# Employer filled Out RP50 Form whats next



## volvic35 (4 May 2011)

Any give us tips and does this sound right.

My partner was laid off work since January and after been told time and time again that they would have work from him,it has come to the employer filling out a RP50 and saying that they cant afford to pay my partner so they've filled out section b on the form and have said they'll send it off.

Can some one tell me where this goes? And how long should it take to hear anything back (struggling big time with mortgage etc....) should we make anymore contact with employer etc....

We're at a lose of what to do next.

Any help would be great.


----------



## Ildánach (5 May 2011)

This goes to the Department of Enterprise for them to consider whether the Social Insurance Fund should pay your redundancy or whether your employer is still liable.

They are currently processing claims submitted in September of last year, so you can expect at least a 6 month wait for payment.  You can check up on progress of the application on the redundancy status queries line on 059 9178990

Have you submitted a Jobseekers Benefit claim?  If you are struggling while this is being processed you can approach your Community Welfare Officer for Supplementary Welfare Allowance pending the application.  http://www.welfare.ie/EN/Schemes/Su...Pages/BasicSupplementaryWelfareAllowance.aspx

If you are struggling with your mortgage, you may be eligible for Mortgage Interest Supplement.  See more details here http://www.welfare.ie/EN/Schemes/SupplementaryWelfareAllowance/Pages/MortgageInterstSupplement.aspx


----------



## SPC100 (26 May 2011)

They also need to get details on the employers inability to pay, so your employer will have to provide more information, than just the form. You may have to chase your employer to provide this information. (it is the "Proof" that they can't pay)

The DETE have a web page all about this, google it and you will find it.

N.B. If your employer did not include the proof they will return the RP50 to them, and you may be none the wiser.

Ring the DETE to ensure they have received and registered your form on the system, and ask what date they received it on. They are dealing with a lot of paper work and some get lost...Ask them if they have all the information they need.


The DETE update their web page to show what month they are now processing. You can setup up a  simple web page monitor for that page (google "webpage change detection"), which will send you an email every time they change the page, so you can see how things are progressing.


----------

* [THE DATA]:
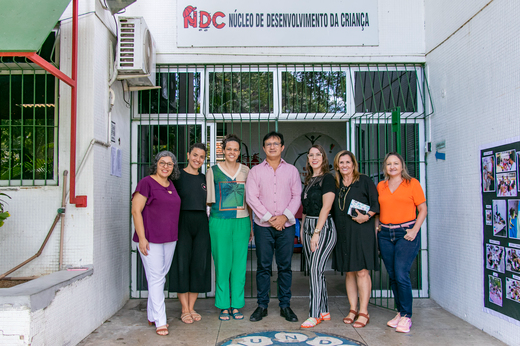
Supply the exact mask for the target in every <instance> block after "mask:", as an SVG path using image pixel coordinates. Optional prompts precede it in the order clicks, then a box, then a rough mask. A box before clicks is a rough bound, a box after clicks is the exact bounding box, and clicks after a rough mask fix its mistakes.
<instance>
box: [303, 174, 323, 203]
mask: <svg viewBox="0 0 520 346" xmlns="http://www.w3.org/2000/svg"><path fill="white" fill-rule="evenodd" d="M321 179H323V174H322V175H318V176H315V177H312V178H311V180H309V183H308V184H307V185H306V186H305V189H304V190H303V199H307V192H309V189H310V188H311V187H312V185H314V184H316V183H318V182H319V181H320V180H321Z"/></svg>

* [WORK TO COMPLETE]:
From the forum thread about the RP50 form, extract the text between "The DETE update" and "things are progressing.", inclusive. This material was taken from a separate source.

* [ANSWER BOX]:
The DETE update their web page to show what month they are now processing. You can setup up a  simple web page monitor for that page (google "webpage change detection"), which will send you an email every time they change the page, so you can see how things are progressing.